* _Exercise goal_:
Please select every line below that contains the word "wall", and copy each one.

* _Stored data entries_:
##########
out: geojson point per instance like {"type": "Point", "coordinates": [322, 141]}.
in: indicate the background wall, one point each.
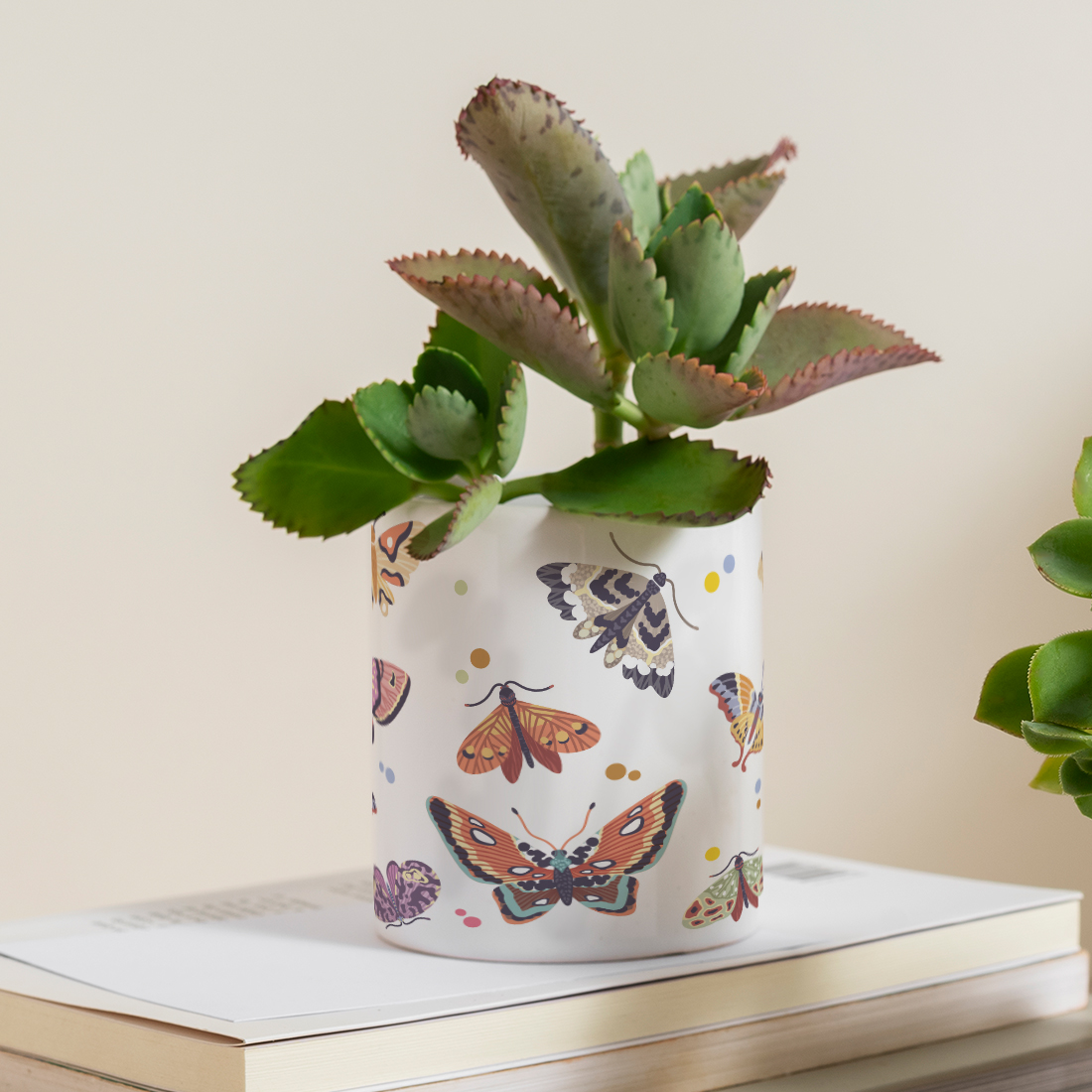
{"type": "Point", "coordinates": [196, 204]}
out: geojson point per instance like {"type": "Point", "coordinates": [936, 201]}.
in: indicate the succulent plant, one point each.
{"type": "Point", "coordinates": [1043, 692]}
{"type": "Point", "coordinates": [653, 271]}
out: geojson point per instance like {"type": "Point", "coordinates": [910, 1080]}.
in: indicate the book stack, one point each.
{"type": "Point", "coordinates": [286, 989]}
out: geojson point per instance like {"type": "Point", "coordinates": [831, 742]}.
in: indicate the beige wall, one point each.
{"type": "Point", "coordinates": [196, 204]}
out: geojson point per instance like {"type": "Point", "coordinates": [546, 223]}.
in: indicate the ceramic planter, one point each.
{"type": "Point", "coordinates": [664, 736]}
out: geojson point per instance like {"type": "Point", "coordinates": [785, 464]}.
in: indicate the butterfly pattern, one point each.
{"type": "Point", "coordinates": [741, 887]}
{"type": "Point", "coordinates": [391, 561]}
{"type": "Point", "coordinates": [625, 614]}
{"type": "Point", "coordinates": [390, 687]}
{"type": "Point", "coordinates": [599, 874]}
{"type": "Point", "coordinates": [743, 707]}
{"type": "Point", "coordinates": [517, 732]}
{"type": "Point", "coordinates": [405, 892]}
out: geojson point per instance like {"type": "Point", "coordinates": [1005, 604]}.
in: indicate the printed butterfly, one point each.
{"type": "Point", "coordinates": [623, 612]}
{"type": "Point", "coordinates": [391, 563]}
{"type": "Point", "coordinates": [598, 875]}
{"type": "Point", "coordinates": [406, 892]}
{"type": "Point", "coordinates": [390, 687]}
{"type": "Point", "coordinates": [516, 732]}
{"type": "Point", "coordinates": [736, 698]}
{"type": "Point", "coordinates": [730, 894]}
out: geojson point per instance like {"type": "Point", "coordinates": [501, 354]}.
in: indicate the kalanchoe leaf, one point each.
{"type": "Point", "coordinates": [694, 205]}
{"type": "Point", "coordinates": [640, 313]}
{"type": "Point", "coordinates": [553, 176]}
{"type": "Point", "coordinates": [762, 296]}
{"type": "Point", "coordinates": [478, 499]}
{"type": "Point", "coordinates": [1005, 701]}
{"type": "Point", "coordinates": [716, 177]}
{"type": "Point", "coordinates": [327, 478]}
{"type": "Point", "coordinates": [675, 389]}
{"type": "Point", "coordinates": [517, 319]}
{"type": "Point", "coordinates": [444, 424]}
{"type": "Point", "coordinates": [383, 411]}
{"type": "Point", "coordinates": [674, 480]}
{"type": "Point", "coordinates": [1047, 779]}
{"type": "Point", "coordinates": [1055, 739]}
{"type": "Point", "coordinates": [1082, 479]}
{"type": "Point", "coordinates": [1060, 680]}
{"type": "Point", "coordinates": [512, 422]}
{"type": "Point", "coordinates": [1063, 556]}
{"type": "Point", "coordinates": [705, 273]}
{"type": "Point", "coordinates": [639, 185]}
{"type": "Point", "coordinates": [810, 347]}
{"type": "Point", "coordinates": [444, 367]}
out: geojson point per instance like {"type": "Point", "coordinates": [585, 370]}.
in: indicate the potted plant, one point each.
{"type": "Point", "coordinates": [1043, 692]}
{"type": "Point", "coordinates": [647, 554]}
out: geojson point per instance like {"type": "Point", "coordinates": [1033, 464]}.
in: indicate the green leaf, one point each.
{"type": "Point", "coordinates": [686, 392]}
{"type": "Point", "coordinates": [1063, 555]}
{"type": "Point", "coordinates": [705, 273]}
{"type": "Point", "coordinates": [1082, 479]}
{"type": "Point", "coordinates": [674, 480]}
{"type": "Point", "coordinates": [445, 424]}
{"type": "Point", "coordinates": [1074, 781]}
{"type": "Point", "coordinates": [444, 367]}
{"type": "Point", "coordinates": [327, 478]}
{"type": "Point", "coordinates": [555, 179]}
{"type": "Point", "coordinates": [762, 296]}
{"type": "Point", "coordinates": [516, 318]}
{"type": "Point", "coordinates": [478, 499]}
{"type": "Point", "coordinates": [815, 346]}
{"type": "Point", "coordinates": [640, 312]}
{"type": "Point", "coordinates": [512, 423]}
{"type": "Point", "coordinates": [716, 177]}
{"type": "Point", "coordinates": [1005, 701]}
{"type": "Point", "coordinates": [1060, 680]}
{"type": "Point", "coordinates": [639, 185]}
{"type": "Point", "coordinates": [383, 410]}
{"type": "Point", "coordinates": [1048, 777]}
{"type": "Point", "coordinates": [1055, 739]}
{"type": "Point", "coordinates": [694, 205]}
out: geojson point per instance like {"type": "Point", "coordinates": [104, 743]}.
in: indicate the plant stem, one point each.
{"type": "Point", "coordinates": [523, 487]}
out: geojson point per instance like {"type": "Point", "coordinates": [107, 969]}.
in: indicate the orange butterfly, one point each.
{"type": "Point", "coordinates": [391, 561]}
{"type": "Point", "coordinates": [515, 731]}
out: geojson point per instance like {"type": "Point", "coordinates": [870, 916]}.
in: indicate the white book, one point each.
{"type": "Point", "coordinates": [286, 989]}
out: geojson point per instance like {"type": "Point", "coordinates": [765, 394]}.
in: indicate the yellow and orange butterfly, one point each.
{"type": "Point", "coordinates": [516, 731]}
{"type": "Point", "coordinates": [391, 561]}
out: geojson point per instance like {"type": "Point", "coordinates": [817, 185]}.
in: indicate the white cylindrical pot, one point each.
{"type": "Point", "coordinates": [669, 753]}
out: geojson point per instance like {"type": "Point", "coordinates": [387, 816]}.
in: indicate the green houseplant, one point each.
{"type": "Point", "coordinates": [1043, 692]}
{"type": "Point", "coordinates": [654, 271]}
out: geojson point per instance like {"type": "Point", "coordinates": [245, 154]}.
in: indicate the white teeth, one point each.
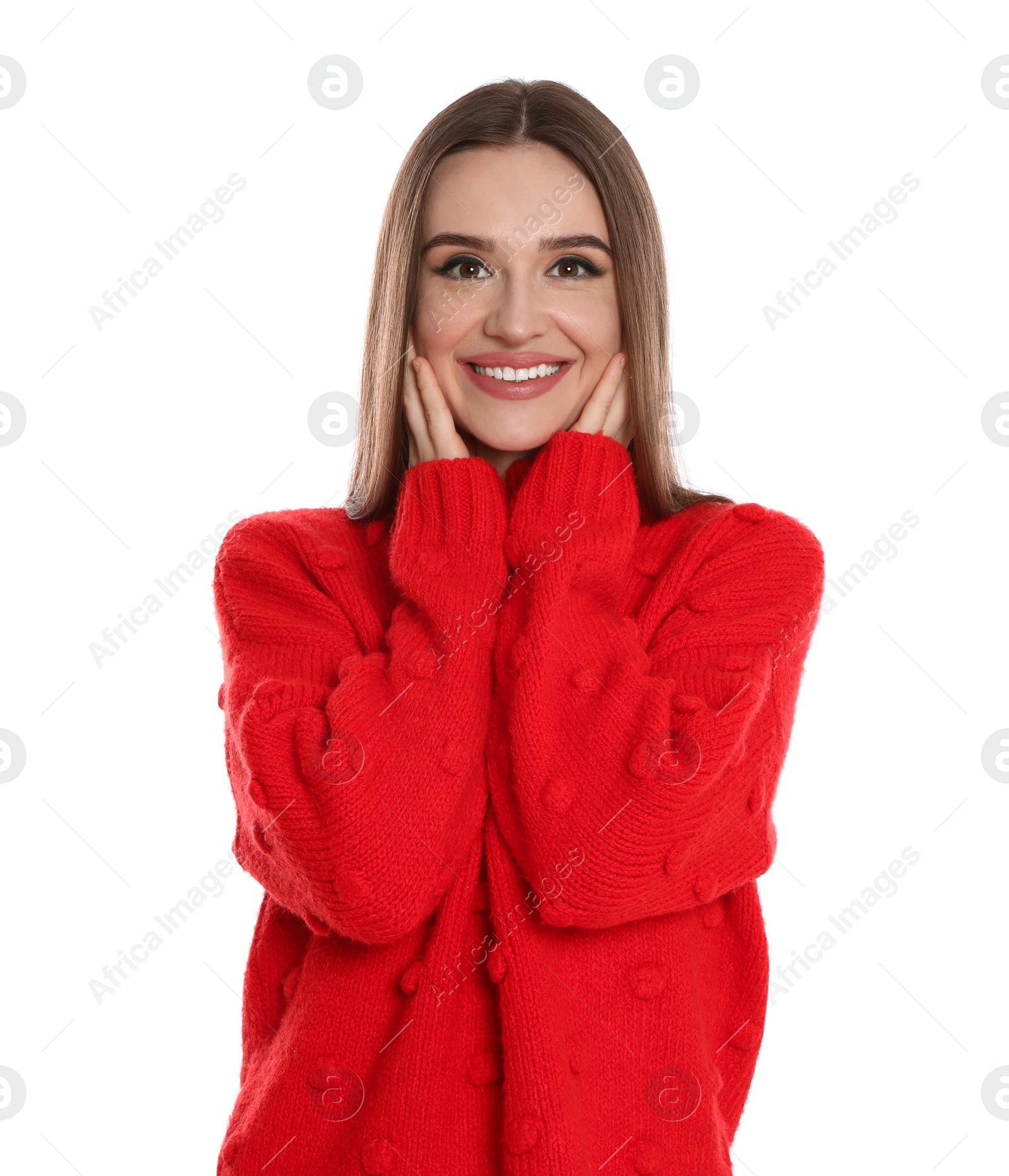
{"type": "Point", "coordinates": [520, 374]}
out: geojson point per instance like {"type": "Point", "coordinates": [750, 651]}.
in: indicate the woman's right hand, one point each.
{"type": "Point", "coordinates": [431, 427]}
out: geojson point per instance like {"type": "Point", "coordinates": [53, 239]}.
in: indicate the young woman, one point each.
{"type": "Point", "coordinates": [504, 731]}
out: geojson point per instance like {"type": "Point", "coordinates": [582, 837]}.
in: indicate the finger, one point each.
{"type": "Point", "coordinates": [440, 423]}
{"type": "Point", "coordinates": [617, 418]}
{"type": "Point", "coordinates": [594, 413]}
{"type": "Point", "coordinates": [417, 420]}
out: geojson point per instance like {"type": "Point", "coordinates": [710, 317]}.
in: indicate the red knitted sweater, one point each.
{"type": "Point", "coordinates": [504, 765]}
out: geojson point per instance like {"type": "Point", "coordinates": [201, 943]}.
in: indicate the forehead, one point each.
{"type": "Point", "coordinates": [491, 191]}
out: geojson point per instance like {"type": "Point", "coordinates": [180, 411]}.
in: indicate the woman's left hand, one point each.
{"type": "Point", "coordinates": [609, 408]}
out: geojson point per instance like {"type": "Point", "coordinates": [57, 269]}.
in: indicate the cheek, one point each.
{"type": "Point", "coordinates": [445, 315]}
{"type": "Point", "coordinates": [593, 322]}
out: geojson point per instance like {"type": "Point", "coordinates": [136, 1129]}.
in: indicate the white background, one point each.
{"type": "Point", "coordinates": [143, 437]}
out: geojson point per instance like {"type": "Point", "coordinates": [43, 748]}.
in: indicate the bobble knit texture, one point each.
{"type": "Point", "coordinates": [504, 766]}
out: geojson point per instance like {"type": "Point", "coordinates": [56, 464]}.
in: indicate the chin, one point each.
{"type": "Point", "coordinates": [519, 439]}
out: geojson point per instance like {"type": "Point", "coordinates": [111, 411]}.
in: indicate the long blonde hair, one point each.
{"type": "Point", "coordinates": [511, 113]}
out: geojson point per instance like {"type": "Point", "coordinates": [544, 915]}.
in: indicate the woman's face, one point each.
{"type": "Point", "coordinates": [518, 306]}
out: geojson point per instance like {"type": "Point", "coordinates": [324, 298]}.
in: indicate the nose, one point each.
{"type": "Point", "coordinates": [520, 310]}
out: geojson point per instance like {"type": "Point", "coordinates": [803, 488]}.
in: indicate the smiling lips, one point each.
{"type": "Point", "coordinates": [515, 375]}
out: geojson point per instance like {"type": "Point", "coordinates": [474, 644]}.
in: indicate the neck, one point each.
{"type": "Point", "coordinates": [500, 459]}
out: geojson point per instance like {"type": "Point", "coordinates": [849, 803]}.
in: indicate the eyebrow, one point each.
{"type": "Point", "coordinates": [548, 242]}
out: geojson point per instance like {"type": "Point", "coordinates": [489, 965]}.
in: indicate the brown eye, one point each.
{"type": "Point", "coordinates": [465, 268]}
{"type": "Point", "coordinates": [574, 268]}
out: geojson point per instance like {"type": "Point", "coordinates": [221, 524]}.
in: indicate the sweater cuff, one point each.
{"type": "Point", "coordinates": [447, 543]}
{"type": "Point", "coordinates": [583, 481]}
##########
* _Result of the task_:
in: indicate the background wall, one point each.
in: indicate the beige wall, one point each.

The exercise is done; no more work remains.